§ **Input**:

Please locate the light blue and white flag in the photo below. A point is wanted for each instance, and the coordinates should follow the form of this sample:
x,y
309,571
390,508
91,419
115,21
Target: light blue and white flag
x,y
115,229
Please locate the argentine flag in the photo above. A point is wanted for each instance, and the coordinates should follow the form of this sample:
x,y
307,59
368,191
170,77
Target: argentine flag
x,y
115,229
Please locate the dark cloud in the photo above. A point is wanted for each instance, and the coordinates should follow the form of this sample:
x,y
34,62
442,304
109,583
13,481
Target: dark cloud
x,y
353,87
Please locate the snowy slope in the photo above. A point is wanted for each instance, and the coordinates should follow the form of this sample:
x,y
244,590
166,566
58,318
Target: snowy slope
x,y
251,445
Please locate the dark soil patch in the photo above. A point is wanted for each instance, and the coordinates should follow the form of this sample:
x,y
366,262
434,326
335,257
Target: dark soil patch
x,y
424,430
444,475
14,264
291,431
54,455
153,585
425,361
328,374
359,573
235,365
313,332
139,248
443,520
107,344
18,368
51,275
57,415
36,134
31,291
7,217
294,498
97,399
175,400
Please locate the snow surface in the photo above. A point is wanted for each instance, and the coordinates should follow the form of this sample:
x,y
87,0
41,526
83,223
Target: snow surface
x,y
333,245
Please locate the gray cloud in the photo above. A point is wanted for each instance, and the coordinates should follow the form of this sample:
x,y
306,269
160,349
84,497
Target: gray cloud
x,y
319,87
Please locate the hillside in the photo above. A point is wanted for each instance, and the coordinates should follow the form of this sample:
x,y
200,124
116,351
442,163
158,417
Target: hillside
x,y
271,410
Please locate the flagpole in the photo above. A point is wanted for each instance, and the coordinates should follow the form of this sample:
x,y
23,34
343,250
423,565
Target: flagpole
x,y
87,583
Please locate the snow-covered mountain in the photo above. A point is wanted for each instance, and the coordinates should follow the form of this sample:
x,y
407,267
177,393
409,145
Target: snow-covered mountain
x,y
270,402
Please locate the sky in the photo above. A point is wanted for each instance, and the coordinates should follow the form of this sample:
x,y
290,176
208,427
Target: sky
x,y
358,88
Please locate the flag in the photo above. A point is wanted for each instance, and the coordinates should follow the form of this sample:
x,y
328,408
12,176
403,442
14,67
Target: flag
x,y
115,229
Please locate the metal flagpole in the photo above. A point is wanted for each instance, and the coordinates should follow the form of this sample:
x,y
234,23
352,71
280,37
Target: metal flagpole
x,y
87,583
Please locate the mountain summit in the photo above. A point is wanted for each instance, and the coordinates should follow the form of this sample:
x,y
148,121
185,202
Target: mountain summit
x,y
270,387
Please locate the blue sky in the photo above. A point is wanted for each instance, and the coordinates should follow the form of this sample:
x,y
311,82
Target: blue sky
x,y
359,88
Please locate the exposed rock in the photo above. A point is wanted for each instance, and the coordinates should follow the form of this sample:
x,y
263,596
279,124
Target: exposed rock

§ **What you should do**: Your reply should contain every entry, repeated exactly.

§ **Solution to the problem**:
Please locate the light blue and white flag in the photo below. A point is wanted for each instance, and the coordinates should follow the form of this sample:
x,y
309,571
390,508
91,419
115,21
Target: light blue and white flag
x,y
115,229
Please locate the argentine flag in the photo above. A point is wanted for each instance, and the coordinates should follow the form of this sample:
x,y
307,59
368,191
170,77
Target: argentine flag
x,y
115,229
Please locate the dark cloud in the photo above. A point is wanted for each instance, and the coordinates should follow the form of this sample:
x,y
34,62
442,304
109,583
13,481
Target: dark cloud
x,y
353,87
Please locate the snowy slope in the photo above. A point is wanted for each instance, and the coordinates should follow the form of this sample:
x,y
244,590
166,566
58,318
Target: snowy slope
x,y
251,445
Please locate the dark soil patch in the photo above. A point is wanted for each instance, and the coordinates should follow the form of this sample:
x,y
366,262
434,326
335,257
Target: dark soil patch
x,y
424,430
444,475
14,264
291,431
54,455
153,585
425,361
328,374
359,573
235,365
313,332
139,248
443,520
107,344
18,368
51,275
57,415
36,134
31,291
7,217
294,498
97,399
175,400
Please locate the snow surface in the photo above. A point is wanted for each instance, and the coordinates should follow the form of this sample:
x,y
87,0
41,526
83,223
Target: snow surface
x,y
333,245
Please locate the gray cloud in the photo above. A point is wanted for each instance, and the coordinates should follow the form of this sample:
x,y
306,269
160,349
84,497
Target: gray cloud
x,y
319,87
Please locate the hillside in the photo above. A point is wanted for each instance, and the coordinates should follow the form of this sample:
x,y
200,124
116,351
442,163
158,417
Target: hillside
x,y
271,410
Please locate the flagpole in the photo above. A point is wanted for each instance, and the coordinates should follow the form of this sample:
x,y
23,34
343,250
423,565
Target: flagpole
x,y
87,583
Please locate the snow-covered mountain in the photo above. A point is wanted for each instance, and the coordinates should follow the form of this sample:
x,y
407,267
177,393
409,145
Target: snow-covered mountain
x,y
270,402
Please locate the sky in the photo above. A point is wanted for each instance, and the coordinates should follow the form of this sample:
x,y
290,176
208,427
Target: sky
x,y
358,88
Please locate the flag in the photo above. A point is wanted for each instance, and the coordinates should follow the form of this sample:
x,y
328,408
12,176
403,442
14,67
Target: flag
x,y
115,229
Please locate the metal flagpole in the photo above. A point is wanted for each instance, and the coordinates should follow the form of this sample:
x,y
234,23
352,71
280,37
Target: metal flagpole
x,y
87,583
Please locate the mountain summit in the photo above. A point is wanted for each instance, and the coordinates should follow the form of this sample:
x,y
148,121
185,202
Target: mountain summit
x,y
270,387
Please locate the blue sky in the photo above. A point is wanted for each instance, and the coordinates should follow the form of this sample:
x,y
311,82
Target: blue sky
x,y
359,88
Please locate the exposed rock in the photo above. A point is wanted for each instance, and the coordinates should follow the form of this sample:
x,y
263,596
279,124
Target: exposed rock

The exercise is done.